• **WHAT THE EXERCISE ASKS**: Please copy every line of the rows below word for word, leaving the pictures out of your answer.
— begin DATA SHOWN —
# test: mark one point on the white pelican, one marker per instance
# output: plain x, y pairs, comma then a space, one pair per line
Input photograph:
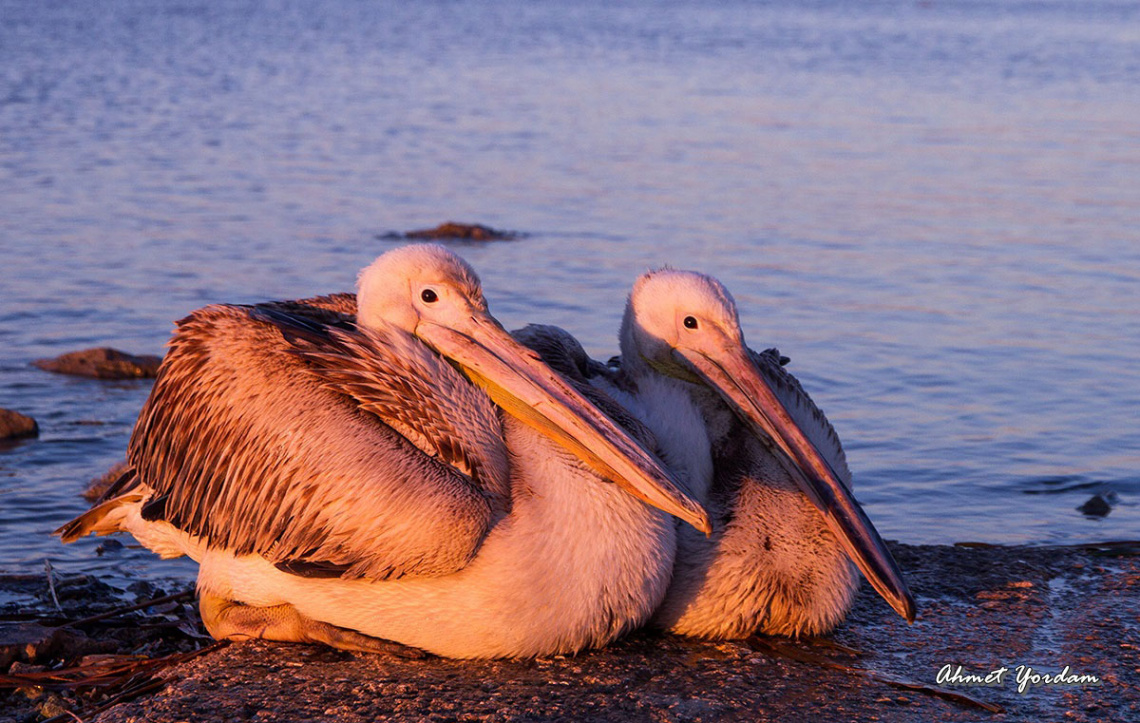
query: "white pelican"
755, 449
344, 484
— end DATA SHOWN —
• **RESULT OF THIS TASK**:
# test: mark one point on the white pelican, one marker per instance
# output: plain x, y pairs, comma then a space, one pair per line
Input photograph:
query: "white pelican"
755, 449
344, 484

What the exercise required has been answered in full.